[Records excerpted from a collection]
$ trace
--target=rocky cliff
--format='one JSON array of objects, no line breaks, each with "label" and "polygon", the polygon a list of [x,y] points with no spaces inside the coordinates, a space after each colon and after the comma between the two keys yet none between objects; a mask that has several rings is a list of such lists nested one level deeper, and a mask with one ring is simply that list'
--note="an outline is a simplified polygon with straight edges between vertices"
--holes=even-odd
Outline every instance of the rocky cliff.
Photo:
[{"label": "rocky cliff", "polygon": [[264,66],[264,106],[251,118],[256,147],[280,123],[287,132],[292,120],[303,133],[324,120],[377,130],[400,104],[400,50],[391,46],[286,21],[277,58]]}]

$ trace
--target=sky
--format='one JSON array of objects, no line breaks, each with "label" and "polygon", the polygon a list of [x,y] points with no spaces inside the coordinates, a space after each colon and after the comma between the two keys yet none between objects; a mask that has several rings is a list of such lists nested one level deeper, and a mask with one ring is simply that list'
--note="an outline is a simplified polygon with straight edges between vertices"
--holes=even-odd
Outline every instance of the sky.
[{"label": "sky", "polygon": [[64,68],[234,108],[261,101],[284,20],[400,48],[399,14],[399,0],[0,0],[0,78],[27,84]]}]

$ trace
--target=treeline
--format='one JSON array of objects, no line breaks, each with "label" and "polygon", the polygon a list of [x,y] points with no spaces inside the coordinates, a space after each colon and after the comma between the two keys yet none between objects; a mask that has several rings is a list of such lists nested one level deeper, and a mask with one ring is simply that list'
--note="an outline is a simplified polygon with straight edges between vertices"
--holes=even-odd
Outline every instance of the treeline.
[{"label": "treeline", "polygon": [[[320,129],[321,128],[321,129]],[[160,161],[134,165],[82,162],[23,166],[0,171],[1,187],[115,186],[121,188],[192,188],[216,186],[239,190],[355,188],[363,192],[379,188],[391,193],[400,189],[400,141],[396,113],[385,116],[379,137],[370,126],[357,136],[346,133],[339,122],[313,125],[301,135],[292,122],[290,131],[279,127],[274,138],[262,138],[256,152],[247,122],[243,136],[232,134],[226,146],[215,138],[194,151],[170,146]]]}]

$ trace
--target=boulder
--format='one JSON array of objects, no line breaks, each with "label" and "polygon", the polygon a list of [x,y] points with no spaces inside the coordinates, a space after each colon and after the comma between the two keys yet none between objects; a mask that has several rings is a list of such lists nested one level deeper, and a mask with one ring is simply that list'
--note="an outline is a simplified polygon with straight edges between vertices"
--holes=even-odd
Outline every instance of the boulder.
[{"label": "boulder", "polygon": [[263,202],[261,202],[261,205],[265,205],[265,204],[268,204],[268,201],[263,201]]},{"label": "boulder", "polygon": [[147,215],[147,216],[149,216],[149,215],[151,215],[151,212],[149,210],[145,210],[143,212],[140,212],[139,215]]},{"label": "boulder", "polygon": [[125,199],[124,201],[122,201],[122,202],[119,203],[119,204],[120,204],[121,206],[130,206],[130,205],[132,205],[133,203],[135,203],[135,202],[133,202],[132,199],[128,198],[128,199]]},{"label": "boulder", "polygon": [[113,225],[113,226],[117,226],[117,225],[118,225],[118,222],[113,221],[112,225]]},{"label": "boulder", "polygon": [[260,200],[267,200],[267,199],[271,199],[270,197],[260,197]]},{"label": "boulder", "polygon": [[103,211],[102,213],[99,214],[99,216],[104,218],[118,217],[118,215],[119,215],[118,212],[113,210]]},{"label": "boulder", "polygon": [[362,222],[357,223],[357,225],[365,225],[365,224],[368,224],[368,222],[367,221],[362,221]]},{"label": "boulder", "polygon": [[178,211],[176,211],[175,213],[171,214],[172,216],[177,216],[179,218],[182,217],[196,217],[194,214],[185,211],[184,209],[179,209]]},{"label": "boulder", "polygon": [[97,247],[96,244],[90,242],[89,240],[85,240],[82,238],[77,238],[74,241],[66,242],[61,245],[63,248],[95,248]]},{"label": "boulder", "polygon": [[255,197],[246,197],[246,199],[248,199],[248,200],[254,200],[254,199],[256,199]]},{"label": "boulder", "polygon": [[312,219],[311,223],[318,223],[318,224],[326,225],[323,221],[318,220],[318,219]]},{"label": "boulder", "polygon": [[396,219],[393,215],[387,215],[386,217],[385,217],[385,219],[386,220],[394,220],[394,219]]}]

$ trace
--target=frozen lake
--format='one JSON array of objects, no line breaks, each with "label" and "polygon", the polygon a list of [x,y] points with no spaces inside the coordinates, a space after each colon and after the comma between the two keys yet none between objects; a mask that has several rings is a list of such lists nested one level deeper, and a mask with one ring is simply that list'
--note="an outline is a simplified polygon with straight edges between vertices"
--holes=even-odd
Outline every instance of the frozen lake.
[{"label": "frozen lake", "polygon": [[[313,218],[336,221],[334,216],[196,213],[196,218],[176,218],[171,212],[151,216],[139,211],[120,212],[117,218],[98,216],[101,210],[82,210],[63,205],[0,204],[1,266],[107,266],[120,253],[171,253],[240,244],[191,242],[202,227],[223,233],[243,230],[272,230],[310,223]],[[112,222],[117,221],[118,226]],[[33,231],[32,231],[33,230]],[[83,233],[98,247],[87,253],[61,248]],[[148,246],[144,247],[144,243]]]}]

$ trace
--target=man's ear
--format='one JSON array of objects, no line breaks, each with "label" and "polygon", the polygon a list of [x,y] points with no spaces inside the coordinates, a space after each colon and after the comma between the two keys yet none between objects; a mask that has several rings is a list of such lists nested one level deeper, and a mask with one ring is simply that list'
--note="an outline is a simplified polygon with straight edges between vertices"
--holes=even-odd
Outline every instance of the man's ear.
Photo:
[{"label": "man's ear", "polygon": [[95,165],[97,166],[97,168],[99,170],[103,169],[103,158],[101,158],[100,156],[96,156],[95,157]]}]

# What to produce:
The answer should contain only the lines from the first line of the entries through the line holding "--target=sky", each exactly as written.

# Task response:
$ trace
--target=rocky cliff
--format='one JSON array of objects, no line breaks, each with "label" and "polygon", the polygon a list of [x,y] points with no spaces inside the coordinates, a space after each colon and after the comma between the two keys yet none between objects; a mask that has several rings is a list of such lists nested one level deeper, and a mask with one ring is simply that list'
--note="an outline is a simplified polygon with straight edges between vertices"
--holes=even-odd
Outline every instance of the rocky cliff.
Photo:
[{"label": "rocky cliff", "polygon": [[264,66],[264,106],[251,118],[256,147],[280,123],[287,132],[292,120],[303,133],[324,120],[377,130],[400,104],[400,50],[391,46],[286,21],[277,58]]}]

$ trace
--target=sky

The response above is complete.